EXTRAIT DU DOCUMENT >>
--

Elle vend des frites. Lui, il écrit sa biographie.

Fév 4th, 2013 | Par | Catégorie Métiers d'écriture

Elle vendait des frites. Lui, il écrivait sa biographie.Andalouse ou américaine ?

Elle, avant, elle faisait des ménages. Depuis ses seize ans. Puis, elle a tenu une baraque à frites.
Dans un bourg de province, près de l’école, près de la gare. Toujours une file de clients.
– Le paquet, grand ou moyen ? La sauce,  andalouse ou américaine ? Mayonnaise ou pickles ?
A longueur de journée. Fermeture avec le train de vingt-deux heures.
On l’aimait, la vendeuse de frites. Toujours présente, des réparties si souvent drôles et ses frites, légères et craquantes. Elle, elle ne voyait jamais ses mômes.

Un matin d’avril, en relevant le volet de la baraque, elle s’est dit qu’à travailler ainsi, ses deux mômes, ils deviendraient chômeurs ou, au mieux, ils vendraient aussi des frites.
Alors, elle a décidé de vraiment s’en occuper.
Elle s’est arrangée pour être licenciée. Elle a quitté son compagnon : il ne comprenait pas son choix. Elle a émargé au chômage. Et elle a éduqué ses enfants. Du matin au soir. Comme elle l’avait fait avec la friterie. Avec fermeté. Seule.

--

DONNÉES >>
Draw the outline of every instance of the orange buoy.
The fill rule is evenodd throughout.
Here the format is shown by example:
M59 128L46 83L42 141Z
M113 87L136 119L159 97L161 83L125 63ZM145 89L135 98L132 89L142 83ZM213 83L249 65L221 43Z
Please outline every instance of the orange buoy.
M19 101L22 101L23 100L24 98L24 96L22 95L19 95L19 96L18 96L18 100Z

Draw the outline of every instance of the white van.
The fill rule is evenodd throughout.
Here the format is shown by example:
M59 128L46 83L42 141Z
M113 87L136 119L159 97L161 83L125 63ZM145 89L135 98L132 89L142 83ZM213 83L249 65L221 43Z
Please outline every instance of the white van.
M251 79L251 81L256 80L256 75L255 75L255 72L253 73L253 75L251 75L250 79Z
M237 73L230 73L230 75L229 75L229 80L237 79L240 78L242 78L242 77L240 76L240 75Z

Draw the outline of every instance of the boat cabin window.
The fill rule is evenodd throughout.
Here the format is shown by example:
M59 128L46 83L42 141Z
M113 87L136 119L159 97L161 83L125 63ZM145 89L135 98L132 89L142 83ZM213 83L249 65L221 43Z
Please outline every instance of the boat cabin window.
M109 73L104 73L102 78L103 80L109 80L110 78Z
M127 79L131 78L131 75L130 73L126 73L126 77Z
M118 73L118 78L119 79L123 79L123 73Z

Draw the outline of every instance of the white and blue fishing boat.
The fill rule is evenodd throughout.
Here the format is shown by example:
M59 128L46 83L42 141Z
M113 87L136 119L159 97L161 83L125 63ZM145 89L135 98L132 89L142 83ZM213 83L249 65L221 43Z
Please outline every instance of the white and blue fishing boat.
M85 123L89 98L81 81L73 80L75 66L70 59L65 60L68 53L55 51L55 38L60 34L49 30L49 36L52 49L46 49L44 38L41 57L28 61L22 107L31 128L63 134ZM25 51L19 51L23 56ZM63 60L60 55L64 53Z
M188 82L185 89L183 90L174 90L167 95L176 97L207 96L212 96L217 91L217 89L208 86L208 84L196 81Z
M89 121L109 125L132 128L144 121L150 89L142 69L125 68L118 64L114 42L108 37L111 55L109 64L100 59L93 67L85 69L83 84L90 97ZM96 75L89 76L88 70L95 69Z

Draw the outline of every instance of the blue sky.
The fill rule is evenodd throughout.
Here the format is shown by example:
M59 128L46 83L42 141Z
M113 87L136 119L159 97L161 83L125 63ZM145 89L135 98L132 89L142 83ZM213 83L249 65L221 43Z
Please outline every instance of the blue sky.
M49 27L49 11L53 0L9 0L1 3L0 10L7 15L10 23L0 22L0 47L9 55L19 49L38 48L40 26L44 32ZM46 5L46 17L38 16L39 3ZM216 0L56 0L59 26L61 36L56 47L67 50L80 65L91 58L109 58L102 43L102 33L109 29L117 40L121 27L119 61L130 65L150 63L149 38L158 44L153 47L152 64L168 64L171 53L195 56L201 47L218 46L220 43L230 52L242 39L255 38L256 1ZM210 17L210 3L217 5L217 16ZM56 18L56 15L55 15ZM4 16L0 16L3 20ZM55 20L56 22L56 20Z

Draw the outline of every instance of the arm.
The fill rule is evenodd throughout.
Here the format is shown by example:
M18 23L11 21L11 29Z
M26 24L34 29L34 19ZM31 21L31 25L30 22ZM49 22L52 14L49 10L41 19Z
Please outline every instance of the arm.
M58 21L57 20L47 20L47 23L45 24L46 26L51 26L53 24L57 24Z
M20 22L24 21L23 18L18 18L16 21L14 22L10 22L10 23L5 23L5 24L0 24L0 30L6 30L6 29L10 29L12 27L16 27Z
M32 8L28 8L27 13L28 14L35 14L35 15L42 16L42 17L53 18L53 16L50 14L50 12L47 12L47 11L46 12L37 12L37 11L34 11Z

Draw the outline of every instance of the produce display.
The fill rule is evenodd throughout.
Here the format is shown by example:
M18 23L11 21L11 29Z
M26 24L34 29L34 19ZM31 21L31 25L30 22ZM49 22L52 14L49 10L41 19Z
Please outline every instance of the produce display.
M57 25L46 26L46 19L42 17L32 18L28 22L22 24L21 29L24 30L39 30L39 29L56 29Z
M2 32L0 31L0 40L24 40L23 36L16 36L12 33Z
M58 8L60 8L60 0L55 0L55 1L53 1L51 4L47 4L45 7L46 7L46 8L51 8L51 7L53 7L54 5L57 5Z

--

CONSIGNE >> Traduisez en anglais cette phrase du texte sur la vendeuse de frites : « Elle a quitté son compagnon : il ne comprenait pas son choix. »

RÉPONSE RÉDIGÉE >> She left her partner: he did not understand her choice.